**GOAL OF THE EXERCISE:** The data below is to be returned in full and exactly.

Collected data:
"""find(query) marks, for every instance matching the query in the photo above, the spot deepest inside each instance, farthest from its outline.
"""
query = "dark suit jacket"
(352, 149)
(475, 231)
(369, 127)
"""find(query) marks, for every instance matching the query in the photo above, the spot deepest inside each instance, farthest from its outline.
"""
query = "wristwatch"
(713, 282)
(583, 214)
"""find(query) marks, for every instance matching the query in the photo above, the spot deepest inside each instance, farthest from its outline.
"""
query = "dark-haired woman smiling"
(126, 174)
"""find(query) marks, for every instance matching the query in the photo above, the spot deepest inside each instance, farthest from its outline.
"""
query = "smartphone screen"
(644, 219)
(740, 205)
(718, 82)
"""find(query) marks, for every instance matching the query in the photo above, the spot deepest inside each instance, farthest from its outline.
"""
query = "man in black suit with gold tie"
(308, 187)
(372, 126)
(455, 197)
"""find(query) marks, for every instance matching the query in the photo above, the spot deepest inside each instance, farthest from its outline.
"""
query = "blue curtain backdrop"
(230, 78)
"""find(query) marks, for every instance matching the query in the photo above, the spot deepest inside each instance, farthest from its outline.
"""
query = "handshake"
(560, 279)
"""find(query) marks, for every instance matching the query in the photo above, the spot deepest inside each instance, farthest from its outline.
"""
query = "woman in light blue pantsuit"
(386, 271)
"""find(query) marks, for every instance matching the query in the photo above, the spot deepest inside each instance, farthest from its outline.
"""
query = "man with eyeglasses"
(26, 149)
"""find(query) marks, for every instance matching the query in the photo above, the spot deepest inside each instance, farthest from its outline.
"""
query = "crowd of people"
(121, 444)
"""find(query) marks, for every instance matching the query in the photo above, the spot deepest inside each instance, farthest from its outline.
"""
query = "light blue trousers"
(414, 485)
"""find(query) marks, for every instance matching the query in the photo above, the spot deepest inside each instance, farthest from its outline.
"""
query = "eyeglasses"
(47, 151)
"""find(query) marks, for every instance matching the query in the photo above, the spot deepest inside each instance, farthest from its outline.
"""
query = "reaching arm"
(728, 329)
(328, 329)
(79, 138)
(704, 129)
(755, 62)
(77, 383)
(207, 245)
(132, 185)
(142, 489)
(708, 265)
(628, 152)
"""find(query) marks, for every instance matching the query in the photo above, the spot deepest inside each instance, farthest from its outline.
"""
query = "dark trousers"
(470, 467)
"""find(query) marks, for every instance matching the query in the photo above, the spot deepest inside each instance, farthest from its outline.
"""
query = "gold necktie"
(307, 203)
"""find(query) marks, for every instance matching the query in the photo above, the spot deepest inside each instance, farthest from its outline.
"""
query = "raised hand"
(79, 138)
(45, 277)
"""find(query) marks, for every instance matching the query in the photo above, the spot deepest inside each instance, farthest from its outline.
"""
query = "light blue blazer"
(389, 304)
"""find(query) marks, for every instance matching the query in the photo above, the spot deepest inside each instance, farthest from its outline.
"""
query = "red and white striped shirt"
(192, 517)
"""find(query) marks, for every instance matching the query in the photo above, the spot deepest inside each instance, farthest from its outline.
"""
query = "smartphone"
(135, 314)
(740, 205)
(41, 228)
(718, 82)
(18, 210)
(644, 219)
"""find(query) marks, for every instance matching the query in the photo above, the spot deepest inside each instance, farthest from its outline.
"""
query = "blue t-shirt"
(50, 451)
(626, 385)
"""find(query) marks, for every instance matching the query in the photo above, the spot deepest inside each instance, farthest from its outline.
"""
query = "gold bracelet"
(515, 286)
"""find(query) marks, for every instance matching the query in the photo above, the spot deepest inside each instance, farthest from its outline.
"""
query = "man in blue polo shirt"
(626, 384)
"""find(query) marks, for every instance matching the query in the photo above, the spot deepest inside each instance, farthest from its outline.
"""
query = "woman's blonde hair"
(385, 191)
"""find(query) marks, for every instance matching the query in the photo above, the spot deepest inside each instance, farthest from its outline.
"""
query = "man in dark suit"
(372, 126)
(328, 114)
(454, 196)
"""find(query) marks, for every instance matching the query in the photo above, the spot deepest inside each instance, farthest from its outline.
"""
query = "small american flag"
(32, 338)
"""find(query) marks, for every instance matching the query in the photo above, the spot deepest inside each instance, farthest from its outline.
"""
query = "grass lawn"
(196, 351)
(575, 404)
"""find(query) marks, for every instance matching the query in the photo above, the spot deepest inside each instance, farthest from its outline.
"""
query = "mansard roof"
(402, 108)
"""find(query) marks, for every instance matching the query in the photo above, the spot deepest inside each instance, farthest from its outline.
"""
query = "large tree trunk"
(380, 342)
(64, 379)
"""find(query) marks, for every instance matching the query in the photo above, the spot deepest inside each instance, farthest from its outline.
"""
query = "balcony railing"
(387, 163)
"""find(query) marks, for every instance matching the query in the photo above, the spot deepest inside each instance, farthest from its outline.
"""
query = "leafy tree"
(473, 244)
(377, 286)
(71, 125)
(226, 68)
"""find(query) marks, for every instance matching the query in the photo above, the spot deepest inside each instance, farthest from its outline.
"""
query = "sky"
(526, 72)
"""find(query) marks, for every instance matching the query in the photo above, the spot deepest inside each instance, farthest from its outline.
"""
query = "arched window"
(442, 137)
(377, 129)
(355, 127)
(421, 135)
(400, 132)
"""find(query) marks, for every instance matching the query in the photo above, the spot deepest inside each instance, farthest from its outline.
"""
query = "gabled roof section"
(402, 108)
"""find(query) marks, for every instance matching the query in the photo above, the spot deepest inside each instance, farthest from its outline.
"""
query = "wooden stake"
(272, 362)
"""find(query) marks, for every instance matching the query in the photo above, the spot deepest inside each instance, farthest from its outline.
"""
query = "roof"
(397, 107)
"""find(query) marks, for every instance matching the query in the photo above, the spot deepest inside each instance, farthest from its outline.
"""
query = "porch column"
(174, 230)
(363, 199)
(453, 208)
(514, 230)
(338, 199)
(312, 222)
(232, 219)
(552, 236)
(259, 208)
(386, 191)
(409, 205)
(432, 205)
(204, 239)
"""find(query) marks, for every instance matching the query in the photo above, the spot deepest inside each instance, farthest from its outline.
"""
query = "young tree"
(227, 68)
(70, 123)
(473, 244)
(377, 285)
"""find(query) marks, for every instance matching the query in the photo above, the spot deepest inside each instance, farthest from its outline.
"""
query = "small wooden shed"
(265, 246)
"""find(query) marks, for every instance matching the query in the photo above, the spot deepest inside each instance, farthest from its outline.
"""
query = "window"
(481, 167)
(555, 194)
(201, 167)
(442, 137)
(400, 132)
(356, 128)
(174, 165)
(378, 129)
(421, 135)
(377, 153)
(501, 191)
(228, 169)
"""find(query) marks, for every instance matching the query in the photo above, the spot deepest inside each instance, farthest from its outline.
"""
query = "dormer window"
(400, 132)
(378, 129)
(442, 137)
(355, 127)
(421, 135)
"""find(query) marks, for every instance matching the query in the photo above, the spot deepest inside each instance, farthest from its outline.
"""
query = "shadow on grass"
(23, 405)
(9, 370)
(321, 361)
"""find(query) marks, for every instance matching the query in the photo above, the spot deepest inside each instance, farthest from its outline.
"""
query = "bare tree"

**WORKED ANSWER:**
"""find(query) marks, for every instance matching the query in the photo above, the spot deepest inside each instance, farthest from its outline.
"""
query = "dark suit jacket"
(352, 149)
(475, 231)
(369, 127)
"""find(query) marks, for every instance matching the query in the photo above, the spot deepest inside each instance, farthest from its outline.
"""
query = "wristwatch"
(713, 282)
(583, 214)
"""find(query) marks, for every instance matching the query in the photo above, the spot deepest inside each instance, farthest from its outline.
"""
query = "dark-haired woman smiling"
(126, 174)
"""find(query) marks, for every instance matching the query in the photo above, the spot deepest inside each instance, farthest from its outline.
"""
query = "smartphone screen"
(644, 219)
(740, 205)
(718, 82)
"""find(query) marks, for every instance matching the query in the photo above, the spot deepest inside each instance, farthest from its outline.
"""
query = "man in black suit with gold tie"
(308, 187)
(372, 126)
(455, 197)
"""find(query) marks, for every instance matching the query in the photo above, the spot deepest inside each instance, farthest from its outline.
"""
query = "blue curtain backdrop"
(230, 78)
"""find(query) marks, for every instance matching the query in the photo above, the spot deepest inside each instance, farthest from its outline.
"""
query = "handshake"
(560, 279)
"""find(query) marks, for every instance matching the query in the photo above, the spot deepest inside each instance, farthest from its outline.
"""
query = "woman in light blue pantsuit"
(386, 271)
"""find(query) marks, for every instance matching the query in the photo above, the spot deepest inside each instance, farthest from its outline.
"""
query = "man with eyeglasses"
(26, 149)
"""find(query) marks, for every instance matching the query in the photo above, the spot deepest inside each instance, farthest from its outline.
"""
query = "crowd of people"
(121, 444)
"""find(query) marks, for every instance matching the query in the photo above, the spot deepest inside each instance, farthest from its outline.
"""
query = "light blue trousers"
(414, 485)
"""find(query) marks, for every instance matching the query in the photo above, the spot deepest inside each instance, farthest from its outline.
"""
query = "eyeglasses"
(47, 151)
"""find(query) marks, for every instance matching the query in the photo above, the spot deepest inside each instance, farthest from its outline.
"""
query = "reaching arm"
(728, 329)
(328, 329)
(79, 138)
(704, 129)
(755, 62)
(77, 383)
(207, 245)
(132, 185)
(142, 489)
(708, 265)
(628, 152)
"""find(query) marks, for every instance matching the query in the photo above, the spot deepest inside each instance, farthest from its outline.
"""
query = "dark trousers"
(470, 467)
"""find(query) marks, for every instance matching the query in the photo above, the spot deepest inside each instance, farthest from its outline.
"""
query = "gold necktie"
(307, 203)
"""find(query) marks, for every instance matching the query in the photo above, the spot deepest inside each instance, farthest from its outline.
"""
query = "raised hand"
(79, 138)
(45, 277)
"""find(query) marks, for every instance matching the query in the photo above, the spot deepest inside each instance, farthest from its outline.
"""
query = "light blue blazer"
(389, 304)
"""find(query) marks, for every instance matching the query in the photo above, the spot deepest inside each instance, farthest from its outline.
"""
query = "red and white striped shirt"
(192, 517)
"""find(query) marks, for every instance matching the query in the photo above, the spot deepest inside each instance, farthest from its outline.
"""
query = "smartphone"
(135, 314)
(740, 205)
(41, 228)
(718, 82)
(18, 210)
(644, 219)
"""find(query) marks, for every instance matching the query in the photo above, the spot deepest inside each instance, farthest from its outline.
"""
query = "blue t-shirt"
(50, 451)
(626, 385)
"""find(query) marks, for every instance matching the query in the photo above, the spot deepest inside each instance, farthest from its outline.
"""
query = "gold bracelet"
(515, 286)
"""find(query) marks, for every instance matching the query in the photo above, the spot deepest inside each instance, farthest from its outline.
"""
query = "man in blue polo shirt"
(626, 384)
"""find(query) marks, for every instance matching the query in the photo above, the spot deepest inside each instance, farthest from its outline.
"""
query = "woman's blonde hair"
(385, 191)
"""find(query) marks, for every instance matching the query in the photo above, the spot deepest inside each instance, farthest from its outline.
"""
query = "man in dark suit"
(372, 126)
(328, 114)
(454, 196)
"""find(query) marks, for every instance matching the query in the photo above, the spot deepest inside each instance, farthest from its outline.
"""
query = "small american flag"
(32, 338)
"""find(query) marks, for every instance matching the query in the photo above, the spot deepest inside each instance, farthest from its outline.
"""
query = "grass lawn"
(196, 351)
(575, 404)
"""find(query) marks, for every instance matching the query in the photo above, the spot deepest inside each instance, farthest from its outline.
"""
query = "mansard roof"
(402, 108)
"""find(query) marks, for every instance matching the query in the photo above, the spot deepest inside each instance, farthest from its outline.
"""
query = "large tree trunk"
(380, 342)
(64, 379)
"""find(query) marks, for every instance matching the query in the photo above, the spot deepest inside each instance, farthest from its outline.
"""
query = "balcony railing"
(387, 163)
"""find(query) marks, for every instance matching the query in the photo above, the spot deepest inside each instance, farthest from its outline.
"""
query = "leafy tree"
(473, 244)
(377, 286)
(71, 125)
(226, 68)
"""find(query) marks, for every instance matching the query in the photo above, the spot deepest inside each instance, farthest from its outline.
"""
query = "sky"
(526, 72)
"""find(query) marks, for every instance matching the query in the photo above, the spot deepest inside each instance, farthest from its outline.
"""
query = "arched window"
(442, 137)
(377, 129)
(355, 127)
(421, 135)
(400, 132)
"""find(query) marks, for every instance matching the query in the photo above, the spot deepest inside each instance, farthest from its outline.
"""
query = "gabled roof section"
(402, 108)
"""find(query) marks, for every instance matching the query in the photo above, the spot deepest inside each instance, farthest from its outline.
"""
query = "wooden stake"
(272, 362)
"""find(query) marks, for every instance matching the query in the photo above, the spot deepest inside each instance, farthest from its outline.
"""
query = "roof"
(397, 107)
"""find(query) marks, for every instance matching the query in the photo above, the spot deepest inside each instance, farthest from its outline.
"""
query = "porch column"
(174, 230)
(363, 199)
(453, 208)
(514, 230)
(338, 199)
(312, 222)
(232, 219)
(552, 236)
(259, 208)
(386, 191)
(409, 205)
(432, 205)
(204, 239)
"""find(query) marks, for every instance matching the query in the photo above, the spot deepest inside each instance, farthest from its outline.
"""
query = "young tree"
(227, 68)
(70, 123)
(473, 244)
(377, 285)
"""find(query) marks, for every instance matching the query in the photo above, the spot deepest inside each instance, farthest from its outline.
"""
query = "small wooden shed"
(265, 246)
"""find(query) marks, for every instance matching the query in the photo above, the spot deepest inside each instance, farthest from its outline.
"""
query = "window"
(481, 167)
(555, 194)
(201, 167)
(442, 137)
(400, 132)
(356, 128)
(174, 165)
(378, 129)
(421, 135)
(377, 153)
(501, 191)
(228, 169)
"""find(query) marks, for every instance matching the query in the photo above, the spot deepest inside each instance, farthest from its outline.
"""
query = "dormer window"
(400, 132)
(378, 129)
(442, 137)
(355, 127)
(421, 135)
"""find(query) marks, for every instance matching the query in the photo above, the spot deepest inside each instance, farthest from its outline.
"""
query = "shadow on grass"
(23, 405)
(9, 370)
(321, 361)
"""find(query) marks, for every instance matching the query in the photo above, the spot deepest inside each instance, farthest from its outline.
"""
query = "bare tree"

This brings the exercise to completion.